--- START Entries supplied ---
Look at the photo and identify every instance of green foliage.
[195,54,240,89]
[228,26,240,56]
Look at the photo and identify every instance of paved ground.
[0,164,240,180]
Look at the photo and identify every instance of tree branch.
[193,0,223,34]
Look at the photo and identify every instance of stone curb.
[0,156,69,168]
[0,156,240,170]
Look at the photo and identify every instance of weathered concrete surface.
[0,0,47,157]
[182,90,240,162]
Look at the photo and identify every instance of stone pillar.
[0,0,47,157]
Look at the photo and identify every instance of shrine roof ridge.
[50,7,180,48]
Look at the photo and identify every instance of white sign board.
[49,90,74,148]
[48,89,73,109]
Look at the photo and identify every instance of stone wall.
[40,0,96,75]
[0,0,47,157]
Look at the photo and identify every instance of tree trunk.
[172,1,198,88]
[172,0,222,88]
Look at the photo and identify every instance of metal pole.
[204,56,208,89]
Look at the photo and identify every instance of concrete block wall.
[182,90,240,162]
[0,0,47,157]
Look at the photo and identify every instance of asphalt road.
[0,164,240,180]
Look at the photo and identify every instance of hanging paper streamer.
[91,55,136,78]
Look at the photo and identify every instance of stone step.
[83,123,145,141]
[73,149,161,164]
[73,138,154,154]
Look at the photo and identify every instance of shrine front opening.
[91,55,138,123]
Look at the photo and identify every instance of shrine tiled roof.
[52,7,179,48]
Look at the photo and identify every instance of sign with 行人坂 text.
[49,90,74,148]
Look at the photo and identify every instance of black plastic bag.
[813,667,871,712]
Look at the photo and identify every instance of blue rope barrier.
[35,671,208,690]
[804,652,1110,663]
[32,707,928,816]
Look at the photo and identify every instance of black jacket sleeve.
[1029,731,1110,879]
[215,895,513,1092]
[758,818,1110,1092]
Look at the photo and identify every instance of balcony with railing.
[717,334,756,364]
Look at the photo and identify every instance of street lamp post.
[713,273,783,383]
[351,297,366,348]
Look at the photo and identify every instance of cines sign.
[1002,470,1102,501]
--- END Entries supplied ---
* Objective:
Everything from the line containing "Look at the photo and identify every instance of hanging" to the end of the data above should be quoted exactly, please, both ends included, and nothing outside that span.

* Worked answer:
Look at the photo and identify every instance of hanging paper streamer.
[91,55,136,78]
Look at the photo and identify every instance of stone step.
[83,123,145,141]
[73,149,161,164]
[73,138,154,154]
Look at the photo and identify every instance of shrine front opening.
[91,55,138,123]
Look at the photo and identify every instance of shrine tiled roof.
[52,7,179,48]
Look at the photo and identify every instance of sign with 行人坂 text.
[49,90,74,148]
Look at the photo and identify every instance of black plastic bag.
[813,667,871,712]
Look at the photo and identify every instance of blue rope barrier.
[35,671,208,690]
[804,652,1110,663]
[32,707,928,816]
Look at the photo and identify every instance of black jacket sleeve.
[1029,731,1110,879]
[215,895,513,1092]
[758,818,1110,1092]
Look at the photo and identify every instance of balcony with railing.
[717,334,756,364]
Look at the photo and identify every instance of street lamp post.
[713,273,783,383]
[351,297,366,348]
Look at the photo and identify every instance of cines sign.
[1002,470,1102,501]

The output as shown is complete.